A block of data
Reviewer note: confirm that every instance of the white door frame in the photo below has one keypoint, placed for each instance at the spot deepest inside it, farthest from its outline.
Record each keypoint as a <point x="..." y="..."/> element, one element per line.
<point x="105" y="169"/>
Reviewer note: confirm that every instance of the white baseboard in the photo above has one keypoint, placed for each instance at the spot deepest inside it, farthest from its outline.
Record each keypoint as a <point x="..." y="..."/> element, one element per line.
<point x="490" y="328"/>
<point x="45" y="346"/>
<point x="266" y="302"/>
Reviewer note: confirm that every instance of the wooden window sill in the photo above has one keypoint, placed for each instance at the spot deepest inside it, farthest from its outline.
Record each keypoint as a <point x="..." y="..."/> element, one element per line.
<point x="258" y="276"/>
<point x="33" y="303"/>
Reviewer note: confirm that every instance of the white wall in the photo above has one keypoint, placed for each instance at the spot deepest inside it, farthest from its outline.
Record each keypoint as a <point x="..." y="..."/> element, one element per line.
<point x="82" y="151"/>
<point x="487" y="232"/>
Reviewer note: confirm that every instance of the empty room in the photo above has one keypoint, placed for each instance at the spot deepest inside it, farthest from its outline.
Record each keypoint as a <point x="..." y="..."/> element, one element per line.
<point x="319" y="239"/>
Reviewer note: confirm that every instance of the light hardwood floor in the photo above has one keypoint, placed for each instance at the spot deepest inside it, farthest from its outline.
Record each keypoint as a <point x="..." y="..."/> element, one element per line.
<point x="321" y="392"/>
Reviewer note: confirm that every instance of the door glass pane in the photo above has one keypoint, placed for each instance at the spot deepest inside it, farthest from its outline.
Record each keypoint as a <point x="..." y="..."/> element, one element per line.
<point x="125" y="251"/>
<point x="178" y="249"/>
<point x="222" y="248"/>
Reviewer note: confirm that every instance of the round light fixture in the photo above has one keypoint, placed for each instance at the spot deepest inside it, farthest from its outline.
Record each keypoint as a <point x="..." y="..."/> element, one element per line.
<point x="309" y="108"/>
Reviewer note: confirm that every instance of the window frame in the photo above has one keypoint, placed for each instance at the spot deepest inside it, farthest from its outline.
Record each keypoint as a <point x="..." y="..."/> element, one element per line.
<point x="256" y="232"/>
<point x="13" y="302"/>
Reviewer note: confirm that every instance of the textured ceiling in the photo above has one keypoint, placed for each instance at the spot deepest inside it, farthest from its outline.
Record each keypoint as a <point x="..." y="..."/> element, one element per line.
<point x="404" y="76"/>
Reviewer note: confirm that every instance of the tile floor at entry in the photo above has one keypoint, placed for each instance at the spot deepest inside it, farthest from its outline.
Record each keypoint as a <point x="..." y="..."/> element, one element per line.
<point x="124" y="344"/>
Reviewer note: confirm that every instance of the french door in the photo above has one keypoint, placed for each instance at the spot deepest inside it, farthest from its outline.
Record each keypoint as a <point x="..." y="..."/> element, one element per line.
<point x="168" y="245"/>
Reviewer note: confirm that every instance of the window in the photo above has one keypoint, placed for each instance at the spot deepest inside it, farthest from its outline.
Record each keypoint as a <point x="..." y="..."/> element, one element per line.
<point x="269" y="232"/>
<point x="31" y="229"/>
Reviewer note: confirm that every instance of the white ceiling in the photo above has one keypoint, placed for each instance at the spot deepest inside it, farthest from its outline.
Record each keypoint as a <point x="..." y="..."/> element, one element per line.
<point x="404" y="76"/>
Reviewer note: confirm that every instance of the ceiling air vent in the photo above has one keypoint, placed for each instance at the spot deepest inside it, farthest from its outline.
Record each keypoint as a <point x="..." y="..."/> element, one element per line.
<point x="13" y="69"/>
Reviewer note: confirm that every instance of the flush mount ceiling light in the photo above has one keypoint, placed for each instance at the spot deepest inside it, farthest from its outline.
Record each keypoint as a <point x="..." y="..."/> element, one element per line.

-- Exercise instructions --
Render the lines of the block of data above as a JSON list of strings, one string per line, leaving out blank lines.

-- Complete output --
[
  "Reviewer note: confirm that every instance of the white door frame in the photo below has one keypoint, placed for each instance at the spot deepest inside it, farthest from its outline.",
  "Record each keypoint as a <point x=\"...\" y=\"...\"/> element, one element per line.",
  "<point x=\"105\" y=\"169\"/>",
  "Reviewer note: confirm that every instance of the white baseboard in the photo above has one keypoint, placed for each instance at the spot deepest inside it, farthest from its outline.",
  "Record each keypoint as a <point x=\"...\" y=\"...\"/> element, one element per line.",
  "<point x=\"490\" y=\"328\"/>",
  "<point x=\"45\" y=\"346\"/>",
  "<point x=\"266\" y=\"302\"/>",
  "Reviewer note: confirm that every instance of the wooden window sill in the photo above has one keypoint, placed for each instance at the spot deepest inside it, farthest from its outline.",
  "Record each keypoint as a <point x=\"...\" y=\"...\"/> element, one element per line.",
  "<point x=\"258\" y=\"276\"/>",
  "<point x=\"33\" y=\"303\"/>",
  "Reviewer note: confirm that every instance of the white wall in the photo above has one keypoint, placed for each instance at the spot deepest inside it, farthest from its outline.",
  "Record each keypoint as a <point x=\"...\" y=\"...\"/> element, one element per line.",
  "<point x=\"82\" y=\"151\"/>",
  "<point x=\"487\" y=\"232\"/>",
  "Reviewer note: confirm that every instance of the empty room in the photo above has one keypoint, placed for each instance at the spot deepest inside it, farthest from its outline.",
  "Record each keypoint as a <point x=\"...\" y=\"...\"/> element, one element per line.",
  "<point x=\"319\" y=\"239\"/>",
  "Reviewer note: confirm that every instance of the light hardwood floor in the photo above has one keypoint, placed for each instance at the spot deepest inside it, farthest from its outline.",
  "Record each keypoint as a <point x=\"...\" y=\"...\"/> element, one element per line.",
  "<point x=\"321\" y=\"392\"/>",
  "Reviewer note: confirm that every instance of the door glass pane in the photo above has one keypoint, placed for each instance at the spot deepest inside it, farthest from its outline.",
  "Record each keypoint as a <point x=\"...\" y=\"...\"/> element, one element per line.",
  "<point x=\"125\" y=\"251\"/>",
  "<point x=\"178\" y=\"249\"/>",
  "<point x=\"222\" y=\"248\"/>",
  "Reviewer note: confirm that every instance of the round light fixture in the photo above has one keypoint, placed for each instance at the spot deepest inside it, farthest from its outline.",
  "Record each keypoint as a <point x=\"...\" y=\"...\"/> element, one element per line.",
  "<point x=\"309\" y=\"108\"/>",
  "Reviewer note: confirm that every instance of the window frame in the photo above has one keypoint, placed for each instance at the spot deepest inside it, farthest from its outline.",
  "Record each keypoint as a <point x=\"...\" y=\"...\"/> element, one element per line.",
  "<point x=\"256\" y=\"232\"/>",
  "<point x=\"13\" y=\"302\"/>",
  "Reviewer note: confirm that every instance of the textured ceiling in the photo above has one keypoint, placed for each instance at the spot deepest inside it, farthest from its outline.",
  "Record each keypoint as a <point x=\"...\" y=\"...\"/> element, one element per line.",
  "<point x=\"404\" y=\"76\"/>",
  "Reviewer note: confirm that every instance of the tile floor at entry in the photo above has one keypoint, placed for each instance at the spot deepest inside it, farthest from its outline.",
  "Record each keypoint as a <point x=\"...\" y=\"...\"/> element, one element per line.",
  "<point x=\"124\" y=\"344\"/>",
  "Reviewer note: confirm that every instance of the french door in the photo above has one keypoint, placed for each instance at the spot deepest inside it, farthest from its outline.",
  "Record each keypoint as a <point x=\"...\" y=\"...\"/> element, one element per line.",
  "<point x=\"168\" y=\"245\"/>",
  "Reviewer note: confirm that every instance of the window in the photo above has one keypoint, placed for each instance at the spot deepest inside it, farthest from its outline.",
  "Record each keypoint as a <point x=\"...\" y=\"...\"/> element, one element per line.",
  "<point x=\"269\" y=\"232\"/>",
  "<point x=\"31\" y=\"229\"/>",
  "Reviewer note: confirm that every instance of the white ceiling in the photo above has one keypoint, placed for each instance at the spot deepest inside it, farthest from its outline.",
  "Record each keypoint as a <point x=\"...\" y=\"...\"/> element, one element per line.",
  "<point x=\"404\" y=\"76\"/>",
  "Reviewer note: confirm that every instance of the ceiling air vent in the photo above has one keypoint, placed for each instance at the spot deepest inside it, farthest from its outline.",
  "Record each keypoint as a <point x=\"...\" y=\"...\"/> element, one element per line.",
  "<point x=\"13\" y=\"69\"/>",
  "Reviewer note: confirm that every instance of the flush mount ceiling light in the photo above has one keypoint, placed for each instance at the spot deepest inside it, farthest from its outline.",
  "Record each keypoint as a <point x=\"...\" y=\"...\"/> element, one element per line."
]